_WHAT YOU ARE ASKED TO DO_
From the line containing "Expected: for each instance of the downspout" through the last line of the data, return those lines exactly as written and nothing more.
::::::
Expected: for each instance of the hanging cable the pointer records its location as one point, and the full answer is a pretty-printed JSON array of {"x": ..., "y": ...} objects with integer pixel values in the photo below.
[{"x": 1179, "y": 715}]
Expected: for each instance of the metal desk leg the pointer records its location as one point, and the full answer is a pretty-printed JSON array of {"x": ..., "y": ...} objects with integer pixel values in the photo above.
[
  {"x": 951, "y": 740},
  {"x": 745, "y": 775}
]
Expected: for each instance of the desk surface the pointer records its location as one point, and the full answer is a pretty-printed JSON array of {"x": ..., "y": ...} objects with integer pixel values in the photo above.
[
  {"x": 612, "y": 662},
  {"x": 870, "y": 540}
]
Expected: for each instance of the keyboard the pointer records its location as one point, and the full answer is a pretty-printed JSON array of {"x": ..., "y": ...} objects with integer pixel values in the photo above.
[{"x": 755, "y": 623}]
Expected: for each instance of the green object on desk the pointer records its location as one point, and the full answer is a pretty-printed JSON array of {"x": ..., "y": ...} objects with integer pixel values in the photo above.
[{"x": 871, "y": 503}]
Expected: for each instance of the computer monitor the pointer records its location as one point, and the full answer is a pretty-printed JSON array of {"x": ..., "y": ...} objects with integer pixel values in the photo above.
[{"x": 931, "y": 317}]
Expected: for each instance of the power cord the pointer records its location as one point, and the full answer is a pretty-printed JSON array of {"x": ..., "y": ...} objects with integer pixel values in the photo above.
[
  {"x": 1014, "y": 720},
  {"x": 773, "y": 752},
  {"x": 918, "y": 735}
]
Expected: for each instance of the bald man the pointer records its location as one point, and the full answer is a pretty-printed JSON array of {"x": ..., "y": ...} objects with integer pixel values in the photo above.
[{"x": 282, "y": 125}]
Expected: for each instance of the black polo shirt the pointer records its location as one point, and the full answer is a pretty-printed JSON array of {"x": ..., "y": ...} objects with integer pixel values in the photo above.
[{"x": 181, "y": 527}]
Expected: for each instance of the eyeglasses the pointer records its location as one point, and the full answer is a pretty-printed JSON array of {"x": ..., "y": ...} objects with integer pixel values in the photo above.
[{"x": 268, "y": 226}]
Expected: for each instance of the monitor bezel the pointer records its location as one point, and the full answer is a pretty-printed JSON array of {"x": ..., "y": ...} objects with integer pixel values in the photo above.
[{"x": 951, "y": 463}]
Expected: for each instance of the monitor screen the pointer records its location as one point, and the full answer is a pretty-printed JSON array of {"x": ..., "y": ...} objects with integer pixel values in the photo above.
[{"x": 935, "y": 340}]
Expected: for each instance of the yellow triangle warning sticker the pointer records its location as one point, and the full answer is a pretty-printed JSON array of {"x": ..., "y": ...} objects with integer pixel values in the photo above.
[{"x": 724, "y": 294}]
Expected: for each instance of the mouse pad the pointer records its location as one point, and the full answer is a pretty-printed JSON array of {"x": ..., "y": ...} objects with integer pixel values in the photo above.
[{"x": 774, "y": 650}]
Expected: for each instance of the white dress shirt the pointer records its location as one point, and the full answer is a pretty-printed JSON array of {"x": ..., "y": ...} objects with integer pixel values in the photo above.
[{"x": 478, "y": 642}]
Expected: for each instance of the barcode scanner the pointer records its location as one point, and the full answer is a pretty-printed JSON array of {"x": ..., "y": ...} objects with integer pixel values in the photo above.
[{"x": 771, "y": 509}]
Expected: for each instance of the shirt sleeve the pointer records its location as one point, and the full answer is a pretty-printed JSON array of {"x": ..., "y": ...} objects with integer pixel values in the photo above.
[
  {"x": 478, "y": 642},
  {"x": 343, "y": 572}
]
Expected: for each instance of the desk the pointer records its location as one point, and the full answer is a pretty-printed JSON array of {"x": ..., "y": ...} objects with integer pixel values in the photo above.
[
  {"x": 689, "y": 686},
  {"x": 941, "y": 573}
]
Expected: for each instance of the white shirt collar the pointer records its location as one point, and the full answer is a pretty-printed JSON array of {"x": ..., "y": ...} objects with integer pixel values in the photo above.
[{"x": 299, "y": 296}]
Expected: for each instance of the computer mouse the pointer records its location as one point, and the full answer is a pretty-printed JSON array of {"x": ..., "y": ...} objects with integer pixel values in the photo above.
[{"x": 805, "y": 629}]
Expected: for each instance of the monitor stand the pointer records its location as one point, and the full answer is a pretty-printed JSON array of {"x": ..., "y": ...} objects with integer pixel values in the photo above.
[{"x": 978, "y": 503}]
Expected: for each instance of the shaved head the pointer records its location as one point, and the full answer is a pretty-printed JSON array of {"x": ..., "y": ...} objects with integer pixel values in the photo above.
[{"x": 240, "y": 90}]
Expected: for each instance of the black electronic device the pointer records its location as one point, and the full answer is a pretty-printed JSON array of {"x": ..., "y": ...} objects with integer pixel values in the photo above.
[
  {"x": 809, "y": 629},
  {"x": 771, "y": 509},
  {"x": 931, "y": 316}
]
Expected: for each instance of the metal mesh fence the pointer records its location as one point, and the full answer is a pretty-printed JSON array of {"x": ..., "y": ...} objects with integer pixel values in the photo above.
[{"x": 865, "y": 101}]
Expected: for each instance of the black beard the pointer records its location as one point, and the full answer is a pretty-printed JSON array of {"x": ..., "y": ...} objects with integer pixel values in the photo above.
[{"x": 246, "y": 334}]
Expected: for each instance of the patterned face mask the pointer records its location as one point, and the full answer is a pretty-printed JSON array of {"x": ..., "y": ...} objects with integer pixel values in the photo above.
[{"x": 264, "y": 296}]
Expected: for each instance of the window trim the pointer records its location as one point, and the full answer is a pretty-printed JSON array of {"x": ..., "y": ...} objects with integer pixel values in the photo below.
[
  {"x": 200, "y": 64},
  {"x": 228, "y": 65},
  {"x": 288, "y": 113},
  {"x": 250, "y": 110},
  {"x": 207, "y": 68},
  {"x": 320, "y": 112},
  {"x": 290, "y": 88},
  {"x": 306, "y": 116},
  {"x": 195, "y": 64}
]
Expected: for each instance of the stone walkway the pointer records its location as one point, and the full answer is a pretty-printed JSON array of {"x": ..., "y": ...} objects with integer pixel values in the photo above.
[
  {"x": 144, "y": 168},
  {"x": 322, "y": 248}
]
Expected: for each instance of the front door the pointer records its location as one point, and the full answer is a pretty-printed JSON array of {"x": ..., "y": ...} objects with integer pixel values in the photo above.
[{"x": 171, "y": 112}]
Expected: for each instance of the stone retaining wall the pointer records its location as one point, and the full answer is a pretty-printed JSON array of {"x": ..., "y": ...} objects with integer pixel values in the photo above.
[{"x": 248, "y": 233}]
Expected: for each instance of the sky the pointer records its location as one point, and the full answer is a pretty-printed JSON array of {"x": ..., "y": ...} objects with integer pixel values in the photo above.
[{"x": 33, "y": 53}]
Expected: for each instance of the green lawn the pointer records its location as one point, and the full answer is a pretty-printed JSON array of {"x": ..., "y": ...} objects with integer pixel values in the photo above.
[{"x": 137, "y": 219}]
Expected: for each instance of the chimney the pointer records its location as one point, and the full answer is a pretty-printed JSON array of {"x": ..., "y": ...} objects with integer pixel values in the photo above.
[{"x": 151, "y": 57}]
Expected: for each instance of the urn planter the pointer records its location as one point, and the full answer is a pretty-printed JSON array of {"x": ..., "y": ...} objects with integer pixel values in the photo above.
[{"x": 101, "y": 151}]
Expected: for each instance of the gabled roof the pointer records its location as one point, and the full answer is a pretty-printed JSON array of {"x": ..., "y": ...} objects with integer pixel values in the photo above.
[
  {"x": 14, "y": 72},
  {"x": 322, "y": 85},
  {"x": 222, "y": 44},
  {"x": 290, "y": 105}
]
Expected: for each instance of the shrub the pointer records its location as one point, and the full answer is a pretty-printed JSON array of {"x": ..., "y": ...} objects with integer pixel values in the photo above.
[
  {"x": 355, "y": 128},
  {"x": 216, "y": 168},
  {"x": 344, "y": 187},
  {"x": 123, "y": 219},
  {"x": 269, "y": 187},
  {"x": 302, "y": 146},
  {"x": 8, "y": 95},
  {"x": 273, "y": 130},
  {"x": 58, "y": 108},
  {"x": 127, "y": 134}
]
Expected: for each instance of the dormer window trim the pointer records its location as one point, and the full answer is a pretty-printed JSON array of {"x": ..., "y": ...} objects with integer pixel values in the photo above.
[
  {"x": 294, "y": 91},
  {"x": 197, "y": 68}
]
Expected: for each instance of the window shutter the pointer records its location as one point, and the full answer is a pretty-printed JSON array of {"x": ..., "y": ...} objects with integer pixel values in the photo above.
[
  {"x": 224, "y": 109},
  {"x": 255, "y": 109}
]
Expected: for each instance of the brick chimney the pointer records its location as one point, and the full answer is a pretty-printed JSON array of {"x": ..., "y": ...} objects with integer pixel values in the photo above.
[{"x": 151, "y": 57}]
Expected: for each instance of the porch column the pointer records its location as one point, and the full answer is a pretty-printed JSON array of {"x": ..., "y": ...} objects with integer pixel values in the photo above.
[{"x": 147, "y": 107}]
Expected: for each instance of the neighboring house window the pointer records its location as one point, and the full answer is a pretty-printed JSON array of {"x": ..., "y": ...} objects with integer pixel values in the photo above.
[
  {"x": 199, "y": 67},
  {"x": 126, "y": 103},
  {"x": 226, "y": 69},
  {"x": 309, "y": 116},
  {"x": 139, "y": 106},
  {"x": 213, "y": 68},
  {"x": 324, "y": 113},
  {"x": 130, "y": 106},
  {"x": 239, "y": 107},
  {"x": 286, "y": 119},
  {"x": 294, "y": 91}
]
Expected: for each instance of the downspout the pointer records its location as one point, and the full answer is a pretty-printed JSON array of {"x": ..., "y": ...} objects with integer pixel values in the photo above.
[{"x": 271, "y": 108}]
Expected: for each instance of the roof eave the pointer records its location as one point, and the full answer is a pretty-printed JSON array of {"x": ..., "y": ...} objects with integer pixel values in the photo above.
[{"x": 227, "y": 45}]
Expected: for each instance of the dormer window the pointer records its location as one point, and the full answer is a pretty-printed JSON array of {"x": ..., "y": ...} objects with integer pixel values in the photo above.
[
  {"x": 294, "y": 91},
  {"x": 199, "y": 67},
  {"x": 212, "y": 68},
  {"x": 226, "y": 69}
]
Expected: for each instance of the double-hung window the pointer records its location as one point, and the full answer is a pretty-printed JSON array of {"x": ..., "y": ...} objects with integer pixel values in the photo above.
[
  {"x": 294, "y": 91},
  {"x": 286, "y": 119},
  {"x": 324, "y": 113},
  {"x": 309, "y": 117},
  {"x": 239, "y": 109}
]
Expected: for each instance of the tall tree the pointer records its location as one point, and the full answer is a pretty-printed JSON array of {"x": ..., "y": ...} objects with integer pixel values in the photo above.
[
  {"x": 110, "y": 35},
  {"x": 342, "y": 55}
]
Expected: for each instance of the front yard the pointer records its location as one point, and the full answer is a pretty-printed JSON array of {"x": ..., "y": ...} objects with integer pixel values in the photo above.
::::::
_SOLUTION TO THIS EXERCISE_
Expected: for each instance of the downspout the pointer records its location as one point, and the full answer is a pretty-printed JSON array of {"x": ..., "y": ...} objects with integer pixel values in the photo above.
[{"x": 271, "y": 108}]
Expected: for each instance of the roof eave the pointer records its location as one point, and the full answer is a pretty-printed JSON array of {"x": ..., "y": ...} objects with integer pixel values in the photo above.
[{"x": 227, "y": 45}]
Expected: for each instance of the dormer window the pointer records its location as one point, and the full answer is a pretty-printed JSON array of {"x": ..., "y": ...} objects with integer pixel values in the photo above.
[
  {"x": 294, "y": 91},
  {"x": 199, "y": 67},
  {"x": 212, "y": 68},
  {"x": 226, "y": 69}
]
Expected: for each instance of the double-hung window the pointer records its location as one point, and the full answer is a pretty-printed JSON array of {"x": ..., "y": ...} objects with integer pixel values in the photo above.
[
  {"x": 294, "y": 91},
  {"x": 286, "y": 119},
  {"x": 324, "y": 113},
  {"x": 309, "y": 117},
  {"x": 239, "y": 109}
]
Expected: for each instance of the tall tree the pointer records its location as one point, and the full answer is a pretty-printed JSON array of {"x": ..., "y": ...} objects with integer pixel values in the photo above.
[
  {"x": 110, "y": 35},
  {"x": 342, "y": 55}
]
Expected: for each instance of the front yard the pointer records its location as one point, and the full answer is a pretty-printed JSON array of {"x": ..., "y": ...} objects with integer pixel values in the photo above.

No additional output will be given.